**Document extract:**
During July 2007, the Company granted a total of 2,257,000 options to certain brokers with a strike price of $.01 where the market value of the Company’s stock was $.15 per share at the time of grant.  These options vested immediately, and the Company recognized expense related to these options of $338,550.  The fair value of these options, using the Black-Scholes pricing model was $.15 per share.


(3)

Fair Value

On January 1, 2008, we adopted the Financial Accounting Standards Board (“FASB”) Statement of Financial Accounting Standards No. 157 (SFAS No. 157), “Fair Value Measurements”(SFAS 157). SFAS 157 defines fair value, establishes a framework for measuring fair value in generally accepted accounting principles (GAAP), and expands the disclosures about fair value measurements.  This statement is effective as of the beginning of an entity’s first fiscal year that begins after November 15, 2007. The Company elected not to adopt the Statement of Financial Accounting Standards No. 159 (SFAS No. 159), Fair Value Option for Financial Assets and Financial Liabilities including an amendment of FASB Statement No. 115.




-6-



WOODSTOCK FINANCIAL GROUP, INC.

Notes to Financial Statements, continued


(3)

Fair Value, continued


Fair Value Hierarchy

Under SFAS 157, the Company values assets and liabilities recorded or disclosed at fair value in three levels, based on the markets in which the assets and liabilities are traded and the reliability of the assumptions used to determine fair value. These levels are:


Level 1

 

Valuation is based upon quoted prices for identical instruments traded in active markets.

 

Level 2

 

Valuation is based upon quoted prices for similar instruments in active markets, quoted prices for identical or similar instruments in markets that are not active, and model-based valuation techniques for which all significant assumptions are observable in the market.

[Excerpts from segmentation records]
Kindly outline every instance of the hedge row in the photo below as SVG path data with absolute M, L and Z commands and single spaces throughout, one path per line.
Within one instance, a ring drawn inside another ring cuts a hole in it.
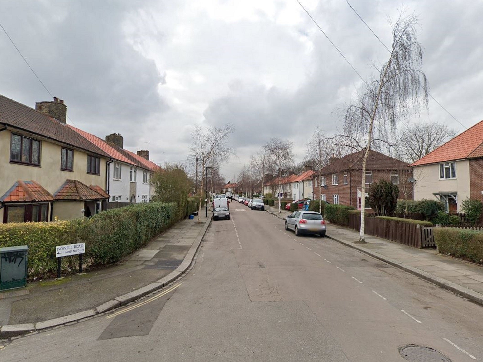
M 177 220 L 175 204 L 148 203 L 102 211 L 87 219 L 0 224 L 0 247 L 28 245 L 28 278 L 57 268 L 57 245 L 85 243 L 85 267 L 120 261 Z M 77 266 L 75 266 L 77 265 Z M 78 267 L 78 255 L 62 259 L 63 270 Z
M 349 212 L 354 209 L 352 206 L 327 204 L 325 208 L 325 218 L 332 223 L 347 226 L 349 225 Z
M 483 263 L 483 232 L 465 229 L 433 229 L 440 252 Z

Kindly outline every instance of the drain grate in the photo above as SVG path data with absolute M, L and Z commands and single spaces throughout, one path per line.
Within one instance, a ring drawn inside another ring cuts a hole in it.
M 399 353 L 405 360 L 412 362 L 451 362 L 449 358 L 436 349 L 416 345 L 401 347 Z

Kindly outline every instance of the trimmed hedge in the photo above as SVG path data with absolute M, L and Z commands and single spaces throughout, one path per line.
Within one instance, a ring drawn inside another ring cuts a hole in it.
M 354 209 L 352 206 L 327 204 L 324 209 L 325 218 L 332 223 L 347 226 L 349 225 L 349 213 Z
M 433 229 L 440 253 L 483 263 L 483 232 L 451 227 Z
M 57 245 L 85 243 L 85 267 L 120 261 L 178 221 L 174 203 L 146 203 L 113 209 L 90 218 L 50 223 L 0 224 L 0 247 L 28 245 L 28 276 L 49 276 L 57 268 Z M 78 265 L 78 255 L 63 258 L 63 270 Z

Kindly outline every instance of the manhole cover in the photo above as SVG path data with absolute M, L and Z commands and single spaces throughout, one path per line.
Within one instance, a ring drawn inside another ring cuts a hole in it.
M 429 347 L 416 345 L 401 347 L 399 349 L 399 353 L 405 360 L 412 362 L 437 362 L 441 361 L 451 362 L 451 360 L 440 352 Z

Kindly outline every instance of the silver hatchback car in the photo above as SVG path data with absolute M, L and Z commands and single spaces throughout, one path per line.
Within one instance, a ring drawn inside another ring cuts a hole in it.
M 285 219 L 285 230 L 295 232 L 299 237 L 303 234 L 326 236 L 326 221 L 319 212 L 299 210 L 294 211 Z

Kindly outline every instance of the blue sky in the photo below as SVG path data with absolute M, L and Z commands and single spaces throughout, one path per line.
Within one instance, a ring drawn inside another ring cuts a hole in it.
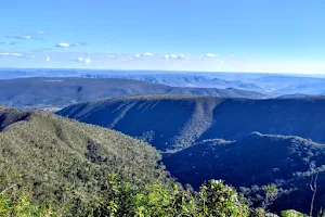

**What to work on:**
a) In the financial statement notes, reproduce the passage from "On January 1, 2008, we" up to and including "FINANCIAL GROUP, INC.", substituting "applicable" for "effective".
b) According to the financial statement notes, what strike price did the options granted to brokers in July 2007 carry?
c) Carry on the financial statement notes from where they stop.

**Set of answers:**
a)
On January 1, 2008, we adopted the Financial Accounting Standards Board (“FASB”) Statement of Financial Accounting Standards No. 157 (SFAS No. 157), “Fair Value Measurements”(SFAS 157). SFAS 157 defines fair value, establishes a framework for measuring fair value in generally accepted accounting principles (GAAP), and expands the disclosures about fair value measurements.  This statement is applicable as of the beginning of an entity’s first fiscal year that begins after November 15, 2007. The Company elected not to adopt the Statement of Financial Accounting Standards No. 159 (SFAS No. 159), Fair Value Option for Financial Assets and Financial Liabilities including an amendment of FASB Statement No. 115.




-6-



WOODSTOCK FINANCIAL GROUP, INC.

b) $.01

c)
Level 3

 

Valuation is generated from model-based techniques that use at least one significant assumption not observable in the market. These unobservable assumptions reflect estimates of assumptions that market participants would use in pricing the asset or liability. Valuation techniques include use of option pricing models, discounted cash flow models and similar techniques.

 


Because the Company has no assets or liabilities recorded or disclosed based on their fair values, the adoption of SFAS No 157 had no impact on the Company’s financial statements as of June 30, 2008.






-7-



Item 2.

WOODSTOCK FINANCIAL GROUP, INC.


MANAGEMENT’S DISCUSSION AND ANALYSIS OF FINANCIAL CONDITION

AND RESULTS OF OPERATIONS


For the Quarters and Six Months Ended June 30, 2008 and 2007


OVERVIEW


The following discussion should be read in conjunction with the Financial Statements of the Company and the Notes thereto appearing elsewhere herein.


FORWARD-LOOKING STATEMENTS


The following is our discussion and analysis of certain significant factors that have affected our financial position and operating results during the periods included in the accompanying financial statements.  This commentary should be read in conjunction with the financial statements and the related notes and the other statistical information included in this report.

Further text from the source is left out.